(Entries drawn from a collection)

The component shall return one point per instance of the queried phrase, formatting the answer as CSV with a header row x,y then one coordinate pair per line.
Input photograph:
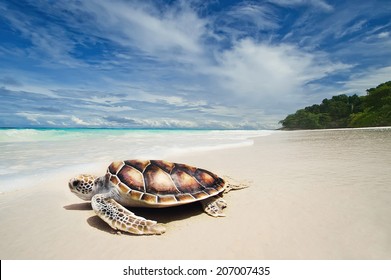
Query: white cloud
x,y
268,73
319,4
383,35
141,25
78,121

_Objective_
Reproduce every line of the material above, requests included, and shift each x and y coordinate in the answers by -25. Leave the pictures out.

_Response to the task_
The component shall return one point per instance of the queried phrase, formatting the answer as CSV with a header row x,y then one coordinate pair per line.
Input photograph:
Query: white cloud
x,y
243,48
294,-21
358,10
116,0
53,96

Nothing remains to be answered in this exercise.